- [YOUR OBJECTIVE]: Please count the lines in the entries below that include the word "clicks", and give only the number.

- [GIVEN DATA]:
════

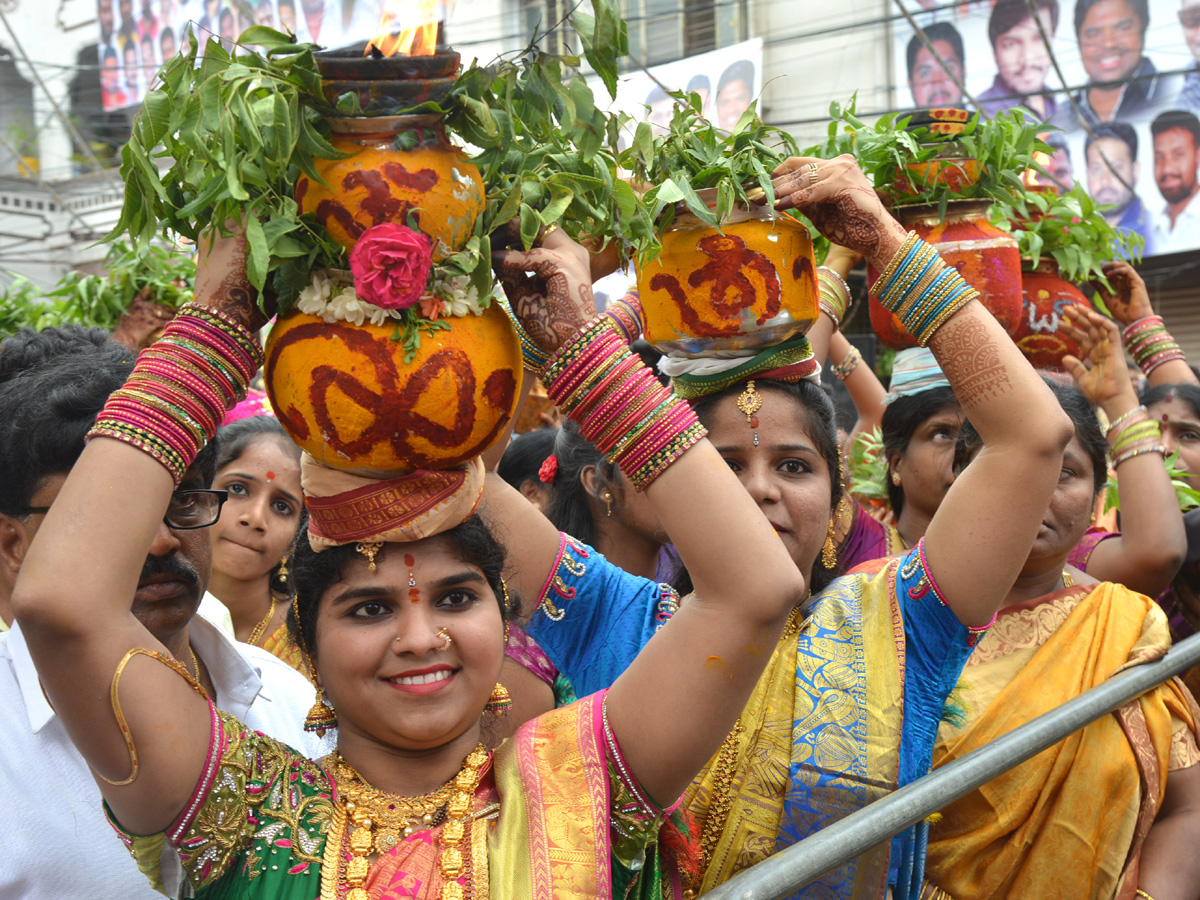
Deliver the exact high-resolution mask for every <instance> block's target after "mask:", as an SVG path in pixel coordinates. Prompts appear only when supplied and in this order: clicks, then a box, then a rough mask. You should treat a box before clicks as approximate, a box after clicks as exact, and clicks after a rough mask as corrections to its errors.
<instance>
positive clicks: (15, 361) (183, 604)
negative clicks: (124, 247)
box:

════

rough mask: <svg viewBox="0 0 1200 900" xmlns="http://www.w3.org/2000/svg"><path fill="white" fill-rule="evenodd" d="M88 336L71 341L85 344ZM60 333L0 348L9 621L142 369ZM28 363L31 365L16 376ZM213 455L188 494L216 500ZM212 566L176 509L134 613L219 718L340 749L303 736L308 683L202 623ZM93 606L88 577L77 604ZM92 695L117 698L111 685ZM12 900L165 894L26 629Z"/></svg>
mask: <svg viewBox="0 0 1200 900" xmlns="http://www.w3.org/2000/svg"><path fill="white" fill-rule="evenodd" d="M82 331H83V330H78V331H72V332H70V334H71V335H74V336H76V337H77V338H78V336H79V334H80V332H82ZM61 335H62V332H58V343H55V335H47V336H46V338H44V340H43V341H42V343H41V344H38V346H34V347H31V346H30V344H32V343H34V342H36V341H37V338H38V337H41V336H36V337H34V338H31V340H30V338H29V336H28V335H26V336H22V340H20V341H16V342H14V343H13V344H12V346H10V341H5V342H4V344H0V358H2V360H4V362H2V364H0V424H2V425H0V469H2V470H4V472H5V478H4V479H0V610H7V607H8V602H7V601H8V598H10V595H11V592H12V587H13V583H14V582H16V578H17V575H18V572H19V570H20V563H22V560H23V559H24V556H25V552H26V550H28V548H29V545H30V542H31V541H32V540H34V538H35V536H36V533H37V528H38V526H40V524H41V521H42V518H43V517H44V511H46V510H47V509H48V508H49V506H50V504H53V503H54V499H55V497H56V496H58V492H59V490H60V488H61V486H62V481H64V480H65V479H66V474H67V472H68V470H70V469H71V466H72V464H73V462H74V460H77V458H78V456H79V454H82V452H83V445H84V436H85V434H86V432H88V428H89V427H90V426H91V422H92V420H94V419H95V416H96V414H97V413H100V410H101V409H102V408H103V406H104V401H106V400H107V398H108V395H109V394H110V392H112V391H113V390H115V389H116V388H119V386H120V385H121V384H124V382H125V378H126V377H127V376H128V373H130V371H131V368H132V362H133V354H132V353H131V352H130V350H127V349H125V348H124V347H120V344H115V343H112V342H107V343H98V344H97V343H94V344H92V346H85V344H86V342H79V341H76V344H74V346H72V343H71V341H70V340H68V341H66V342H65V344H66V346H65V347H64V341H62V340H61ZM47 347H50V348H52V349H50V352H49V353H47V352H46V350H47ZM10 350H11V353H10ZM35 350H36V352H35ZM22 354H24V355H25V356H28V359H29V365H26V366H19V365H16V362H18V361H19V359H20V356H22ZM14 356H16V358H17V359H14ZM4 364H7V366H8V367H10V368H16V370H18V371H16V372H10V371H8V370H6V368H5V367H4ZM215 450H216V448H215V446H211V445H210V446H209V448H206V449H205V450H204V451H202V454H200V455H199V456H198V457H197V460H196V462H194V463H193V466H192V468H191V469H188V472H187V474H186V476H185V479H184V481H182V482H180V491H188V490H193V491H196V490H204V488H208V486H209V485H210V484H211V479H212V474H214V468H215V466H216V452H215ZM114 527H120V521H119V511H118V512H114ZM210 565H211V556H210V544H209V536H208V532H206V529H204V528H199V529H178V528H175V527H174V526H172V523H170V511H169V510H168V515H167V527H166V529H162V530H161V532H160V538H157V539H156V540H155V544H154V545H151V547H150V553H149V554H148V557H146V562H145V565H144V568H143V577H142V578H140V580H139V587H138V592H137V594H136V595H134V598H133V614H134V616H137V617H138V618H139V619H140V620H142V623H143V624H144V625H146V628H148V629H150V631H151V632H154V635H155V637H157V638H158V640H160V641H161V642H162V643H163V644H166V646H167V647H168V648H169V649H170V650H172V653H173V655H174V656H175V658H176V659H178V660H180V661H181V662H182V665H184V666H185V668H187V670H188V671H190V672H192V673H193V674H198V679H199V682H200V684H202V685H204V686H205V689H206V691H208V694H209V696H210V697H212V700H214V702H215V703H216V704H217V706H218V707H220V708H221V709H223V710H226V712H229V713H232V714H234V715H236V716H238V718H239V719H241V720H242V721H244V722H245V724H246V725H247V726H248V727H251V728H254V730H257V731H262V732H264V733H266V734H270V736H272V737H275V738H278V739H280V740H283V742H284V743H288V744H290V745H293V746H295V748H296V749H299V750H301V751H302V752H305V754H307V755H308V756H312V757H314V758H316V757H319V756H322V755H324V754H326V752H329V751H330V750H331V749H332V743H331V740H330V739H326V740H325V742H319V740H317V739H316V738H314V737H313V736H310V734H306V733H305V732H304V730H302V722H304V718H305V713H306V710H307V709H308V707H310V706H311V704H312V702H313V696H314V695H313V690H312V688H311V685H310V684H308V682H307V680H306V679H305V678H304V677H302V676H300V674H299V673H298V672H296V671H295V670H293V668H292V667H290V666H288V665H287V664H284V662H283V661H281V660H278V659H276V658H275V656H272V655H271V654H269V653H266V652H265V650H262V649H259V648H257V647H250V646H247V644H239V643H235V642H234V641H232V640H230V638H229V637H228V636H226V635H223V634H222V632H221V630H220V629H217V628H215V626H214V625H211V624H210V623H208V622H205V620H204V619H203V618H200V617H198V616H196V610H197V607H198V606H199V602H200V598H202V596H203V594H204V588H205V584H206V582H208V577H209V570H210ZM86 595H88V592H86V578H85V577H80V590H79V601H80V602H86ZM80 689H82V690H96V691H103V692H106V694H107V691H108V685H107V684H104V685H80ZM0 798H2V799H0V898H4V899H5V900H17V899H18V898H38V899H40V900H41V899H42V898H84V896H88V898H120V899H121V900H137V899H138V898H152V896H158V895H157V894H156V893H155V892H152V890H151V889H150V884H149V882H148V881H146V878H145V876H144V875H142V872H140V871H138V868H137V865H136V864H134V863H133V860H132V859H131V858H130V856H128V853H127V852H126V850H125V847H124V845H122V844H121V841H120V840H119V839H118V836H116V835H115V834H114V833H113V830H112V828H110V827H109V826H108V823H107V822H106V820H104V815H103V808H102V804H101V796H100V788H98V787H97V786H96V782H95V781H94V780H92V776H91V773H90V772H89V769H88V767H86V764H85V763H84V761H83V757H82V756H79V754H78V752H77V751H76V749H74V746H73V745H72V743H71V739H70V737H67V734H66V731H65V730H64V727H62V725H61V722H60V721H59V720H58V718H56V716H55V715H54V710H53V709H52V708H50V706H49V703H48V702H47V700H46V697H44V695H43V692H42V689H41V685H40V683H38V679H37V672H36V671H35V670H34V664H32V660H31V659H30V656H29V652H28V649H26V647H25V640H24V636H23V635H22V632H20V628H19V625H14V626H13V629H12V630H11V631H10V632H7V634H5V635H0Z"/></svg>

════

- [ANSWER TO THE EXERCISE]: 3